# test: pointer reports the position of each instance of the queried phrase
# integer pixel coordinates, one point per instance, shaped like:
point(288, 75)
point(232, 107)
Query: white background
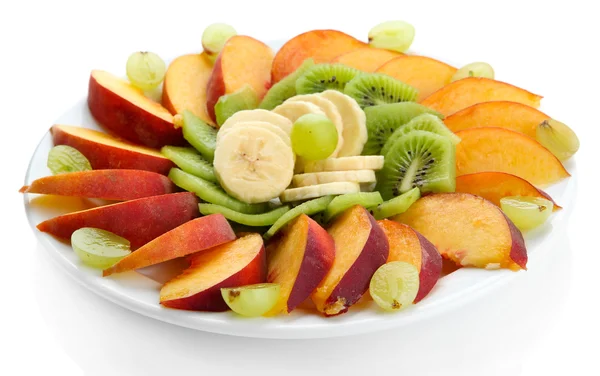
point(545, 322)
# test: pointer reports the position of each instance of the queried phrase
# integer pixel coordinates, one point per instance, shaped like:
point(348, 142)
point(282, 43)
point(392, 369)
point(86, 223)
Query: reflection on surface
point(489, 334)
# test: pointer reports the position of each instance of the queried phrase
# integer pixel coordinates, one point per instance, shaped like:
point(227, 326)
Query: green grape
point(251, 300)
point(558, 138)
point(215, 36)
point(395, 285)
point(478, 69)
point(63, 159)
point(314, 137)
point(392, 35)
point(145, 70)
point(99, 248)
point(526, 212)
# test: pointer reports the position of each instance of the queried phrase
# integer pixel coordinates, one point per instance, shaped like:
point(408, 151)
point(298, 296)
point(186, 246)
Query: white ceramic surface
point(140, 294)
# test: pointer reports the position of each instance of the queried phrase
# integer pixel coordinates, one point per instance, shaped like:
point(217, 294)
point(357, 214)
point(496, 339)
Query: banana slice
point(314, 178)
point(354, 119)
point(253, 164)
point(260, 124)
point(366, 162)
point(303, 193)
point(330, 110)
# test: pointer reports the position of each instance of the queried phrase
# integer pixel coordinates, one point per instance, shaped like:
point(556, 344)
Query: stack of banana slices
point(254, 160)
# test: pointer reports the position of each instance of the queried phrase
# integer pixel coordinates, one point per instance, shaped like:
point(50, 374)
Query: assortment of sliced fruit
point(328, 169)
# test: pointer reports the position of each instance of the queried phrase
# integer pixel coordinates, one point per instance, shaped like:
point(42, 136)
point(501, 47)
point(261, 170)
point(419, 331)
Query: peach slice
point(503, 150)
point(423, 73)
point(243, 61)
point(107, 152)
point(366, 59)
point(117, 185)
point(138, 221)
point(299, 262)
point(495, 185)
point(128, 113)
point(234, 264)
point(361, 247)
point(320, 45)
point(464, 93)
point(468, 230)
point(185, 83)
point(409, 246)
point(503, 114)
point(191, 237)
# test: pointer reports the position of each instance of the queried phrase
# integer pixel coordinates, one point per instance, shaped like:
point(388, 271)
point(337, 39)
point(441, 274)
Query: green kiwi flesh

◆ Stated goal
Which lines in the data above contain the string "green"? Pull out every such line, matching case exactly.

◆ Answer
Query: green grape
Query: green kiwi flesh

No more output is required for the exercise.